--- Written exercise ---
Copy the lines verbatim, beginning with the line that contains "of the rooftop" and continuing through the end of the data, and only those lines.
[START Task inputs]
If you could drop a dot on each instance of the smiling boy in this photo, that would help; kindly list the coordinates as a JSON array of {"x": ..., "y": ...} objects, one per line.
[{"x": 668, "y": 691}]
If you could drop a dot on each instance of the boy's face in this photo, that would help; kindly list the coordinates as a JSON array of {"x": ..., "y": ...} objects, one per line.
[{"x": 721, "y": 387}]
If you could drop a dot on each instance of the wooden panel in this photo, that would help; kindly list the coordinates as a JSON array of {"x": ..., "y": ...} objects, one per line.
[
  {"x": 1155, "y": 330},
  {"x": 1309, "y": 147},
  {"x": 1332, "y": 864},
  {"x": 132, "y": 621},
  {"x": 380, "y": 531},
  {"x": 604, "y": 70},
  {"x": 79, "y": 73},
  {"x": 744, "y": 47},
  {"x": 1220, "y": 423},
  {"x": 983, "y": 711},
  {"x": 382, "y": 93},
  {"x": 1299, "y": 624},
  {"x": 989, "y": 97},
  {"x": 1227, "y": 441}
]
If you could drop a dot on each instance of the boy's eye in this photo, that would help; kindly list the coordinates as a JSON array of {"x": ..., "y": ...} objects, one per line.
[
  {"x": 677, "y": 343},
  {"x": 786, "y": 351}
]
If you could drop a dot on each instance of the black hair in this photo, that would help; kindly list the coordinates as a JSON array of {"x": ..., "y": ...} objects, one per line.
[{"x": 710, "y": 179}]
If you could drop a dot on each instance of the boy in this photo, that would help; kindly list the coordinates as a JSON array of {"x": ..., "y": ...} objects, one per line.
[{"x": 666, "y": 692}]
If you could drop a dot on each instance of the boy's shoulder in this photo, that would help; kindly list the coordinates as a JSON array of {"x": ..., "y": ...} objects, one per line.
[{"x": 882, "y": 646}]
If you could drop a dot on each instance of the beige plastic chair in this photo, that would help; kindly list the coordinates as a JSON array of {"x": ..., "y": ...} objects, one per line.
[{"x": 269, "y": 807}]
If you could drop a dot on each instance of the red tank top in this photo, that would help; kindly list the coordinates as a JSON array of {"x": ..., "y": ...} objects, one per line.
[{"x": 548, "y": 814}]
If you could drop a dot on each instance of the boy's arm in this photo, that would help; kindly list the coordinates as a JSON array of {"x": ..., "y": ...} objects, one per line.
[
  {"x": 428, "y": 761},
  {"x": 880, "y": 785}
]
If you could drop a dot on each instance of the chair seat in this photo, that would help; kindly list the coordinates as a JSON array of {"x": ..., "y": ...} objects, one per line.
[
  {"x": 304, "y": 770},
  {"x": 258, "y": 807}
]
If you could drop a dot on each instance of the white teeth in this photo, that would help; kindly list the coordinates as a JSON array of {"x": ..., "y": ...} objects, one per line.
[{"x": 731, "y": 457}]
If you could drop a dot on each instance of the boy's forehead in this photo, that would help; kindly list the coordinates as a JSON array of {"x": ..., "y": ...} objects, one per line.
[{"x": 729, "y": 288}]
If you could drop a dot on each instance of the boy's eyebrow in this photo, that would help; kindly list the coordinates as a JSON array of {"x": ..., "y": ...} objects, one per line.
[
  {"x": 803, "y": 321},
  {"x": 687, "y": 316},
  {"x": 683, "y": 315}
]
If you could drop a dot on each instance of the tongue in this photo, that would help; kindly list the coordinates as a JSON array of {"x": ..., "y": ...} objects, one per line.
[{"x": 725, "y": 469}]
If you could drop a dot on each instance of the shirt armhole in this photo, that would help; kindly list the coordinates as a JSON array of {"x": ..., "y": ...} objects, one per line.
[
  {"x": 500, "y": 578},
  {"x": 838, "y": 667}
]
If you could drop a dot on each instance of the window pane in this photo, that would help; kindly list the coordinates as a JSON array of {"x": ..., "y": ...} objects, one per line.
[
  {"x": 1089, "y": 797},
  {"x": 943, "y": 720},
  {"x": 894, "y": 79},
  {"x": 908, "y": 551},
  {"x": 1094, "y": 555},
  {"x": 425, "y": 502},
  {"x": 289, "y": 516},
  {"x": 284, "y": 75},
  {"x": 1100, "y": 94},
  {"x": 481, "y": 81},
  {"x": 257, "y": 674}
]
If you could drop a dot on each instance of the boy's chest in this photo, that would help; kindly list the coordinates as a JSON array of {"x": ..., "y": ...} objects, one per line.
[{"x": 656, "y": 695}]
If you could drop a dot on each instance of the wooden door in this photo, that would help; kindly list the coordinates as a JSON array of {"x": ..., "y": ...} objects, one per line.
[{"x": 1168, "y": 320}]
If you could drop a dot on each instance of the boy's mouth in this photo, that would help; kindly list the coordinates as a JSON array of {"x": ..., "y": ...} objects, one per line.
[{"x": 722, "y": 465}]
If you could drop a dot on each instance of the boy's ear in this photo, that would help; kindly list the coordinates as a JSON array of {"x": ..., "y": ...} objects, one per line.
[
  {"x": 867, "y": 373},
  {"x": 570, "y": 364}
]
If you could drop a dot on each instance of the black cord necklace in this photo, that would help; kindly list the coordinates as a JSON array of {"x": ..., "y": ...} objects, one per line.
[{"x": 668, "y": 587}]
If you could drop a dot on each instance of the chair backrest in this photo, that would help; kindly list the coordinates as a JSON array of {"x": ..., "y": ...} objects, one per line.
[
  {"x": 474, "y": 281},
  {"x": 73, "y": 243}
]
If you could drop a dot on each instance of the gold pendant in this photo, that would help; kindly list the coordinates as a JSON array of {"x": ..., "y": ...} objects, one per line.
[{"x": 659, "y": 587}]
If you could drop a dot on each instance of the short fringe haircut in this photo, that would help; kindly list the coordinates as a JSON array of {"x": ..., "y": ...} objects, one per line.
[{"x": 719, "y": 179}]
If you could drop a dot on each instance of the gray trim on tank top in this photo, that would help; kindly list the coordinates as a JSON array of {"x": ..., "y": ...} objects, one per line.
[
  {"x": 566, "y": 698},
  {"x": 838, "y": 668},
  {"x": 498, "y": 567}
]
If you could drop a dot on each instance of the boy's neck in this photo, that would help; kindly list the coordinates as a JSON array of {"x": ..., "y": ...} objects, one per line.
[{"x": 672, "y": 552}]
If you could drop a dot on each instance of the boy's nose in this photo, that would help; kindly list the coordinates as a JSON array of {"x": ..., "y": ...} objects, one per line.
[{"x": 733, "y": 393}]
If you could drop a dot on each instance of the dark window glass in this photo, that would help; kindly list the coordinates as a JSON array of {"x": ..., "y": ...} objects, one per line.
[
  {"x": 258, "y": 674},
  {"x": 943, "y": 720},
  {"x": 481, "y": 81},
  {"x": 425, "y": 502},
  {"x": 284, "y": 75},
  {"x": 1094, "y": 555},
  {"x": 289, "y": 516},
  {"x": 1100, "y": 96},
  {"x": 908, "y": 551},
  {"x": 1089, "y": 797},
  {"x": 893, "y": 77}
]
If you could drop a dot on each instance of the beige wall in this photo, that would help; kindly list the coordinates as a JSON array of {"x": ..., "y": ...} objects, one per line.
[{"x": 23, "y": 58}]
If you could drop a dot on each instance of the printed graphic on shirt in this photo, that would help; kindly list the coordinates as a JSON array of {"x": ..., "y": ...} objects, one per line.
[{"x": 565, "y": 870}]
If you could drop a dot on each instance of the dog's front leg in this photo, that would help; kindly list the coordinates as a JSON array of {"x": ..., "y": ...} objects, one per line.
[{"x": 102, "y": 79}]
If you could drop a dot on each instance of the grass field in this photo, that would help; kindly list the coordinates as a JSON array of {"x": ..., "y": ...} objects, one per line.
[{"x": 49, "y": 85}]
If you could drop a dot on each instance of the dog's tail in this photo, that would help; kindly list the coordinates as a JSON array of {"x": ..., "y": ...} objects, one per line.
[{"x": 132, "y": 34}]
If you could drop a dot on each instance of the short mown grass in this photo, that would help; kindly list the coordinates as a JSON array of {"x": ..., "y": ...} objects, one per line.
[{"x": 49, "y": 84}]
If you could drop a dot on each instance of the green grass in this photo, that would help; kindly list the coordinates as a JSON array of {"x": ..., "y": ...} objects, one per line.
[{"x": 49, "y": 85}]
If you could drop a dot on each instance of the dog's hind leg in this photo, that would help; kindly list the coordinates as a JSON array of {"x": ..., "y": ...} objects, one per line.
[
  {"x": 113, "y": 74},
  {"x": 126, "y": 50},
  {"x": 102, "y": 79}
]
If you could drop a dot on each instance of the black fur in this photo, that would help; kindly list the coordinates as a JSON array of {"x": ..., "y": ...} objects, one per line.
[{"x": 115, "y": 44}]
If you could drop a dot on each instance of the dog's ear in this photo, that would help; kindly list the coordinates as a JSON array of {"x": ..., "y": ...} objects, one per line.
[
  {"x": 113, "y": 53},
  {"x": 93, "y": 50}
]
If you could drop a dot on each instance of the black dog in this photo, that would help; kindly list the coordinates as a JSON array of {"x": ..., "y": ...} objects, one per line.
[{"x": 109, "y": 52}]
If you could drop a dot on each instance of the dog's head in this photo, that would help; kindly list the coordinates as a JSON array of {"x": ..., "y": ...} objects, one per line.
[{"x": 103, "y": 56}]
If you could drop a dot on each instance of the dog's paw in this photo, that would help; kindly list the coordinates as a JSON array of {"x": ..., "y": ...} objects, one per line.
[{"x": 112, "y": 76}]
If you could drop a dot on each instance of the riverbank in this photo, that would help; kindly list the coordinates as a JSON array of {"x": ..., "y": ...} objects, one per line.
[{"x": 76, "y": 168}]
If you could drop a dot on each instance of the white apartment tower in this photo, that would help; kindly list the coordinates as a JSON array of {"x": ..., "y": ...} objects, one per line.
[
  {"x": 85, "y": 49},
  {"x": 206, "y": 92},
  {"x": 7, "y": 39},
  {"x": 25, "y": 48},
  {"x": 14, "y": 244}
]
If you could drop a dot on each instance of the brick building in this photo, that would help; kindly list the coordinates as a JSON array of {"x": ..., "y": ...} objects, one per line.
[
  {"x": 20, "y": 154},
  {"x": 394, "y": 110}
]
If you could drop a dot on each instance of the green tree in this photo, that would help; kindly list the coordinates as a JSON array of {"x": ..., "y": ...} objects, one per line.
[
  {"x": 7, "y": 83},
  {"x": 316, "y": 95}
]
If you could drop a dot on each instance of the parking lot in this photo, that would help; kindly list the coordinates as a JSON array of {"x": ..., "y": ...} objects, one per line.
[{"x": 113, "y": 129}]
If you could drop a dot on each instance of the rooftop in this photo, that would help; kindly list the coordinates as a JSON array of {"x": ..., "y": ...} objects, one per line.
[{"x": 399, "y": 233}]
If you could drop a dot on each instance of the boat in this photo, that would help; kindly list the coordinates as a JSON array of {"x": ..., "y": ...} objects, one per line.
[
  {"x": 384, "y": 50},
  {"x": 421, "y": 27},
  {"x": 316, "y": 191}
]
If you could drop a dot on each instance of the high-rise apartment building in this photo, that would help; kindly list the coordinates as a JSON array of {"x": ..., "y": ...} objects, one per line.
[END Task inputs]
--- Response ---
If you could drop a dot on each instance of the rooftop in this photo, that would help; kindly list the coordinates as a JSON array of {"x": ..., "y": ...} objects, one per line.
[{"x": 399, "y": 233}]
If you could drop a dot on each instance of the boat in this photo, that would help; kindly list the coordinates as a JSON array of {"x": ..., "y": ...} objects, one per line.
[
  {"x": 384, "y": 50},
  {"x": 421, "y": 27},
  {"x": 316, "y": 191}
]
If you could drop a dot on each instance of the high-rise apartment building in this photo, that would help; kindly list the coordinates as a JSON array of {"x": ..., "y": ...} objects, one per line.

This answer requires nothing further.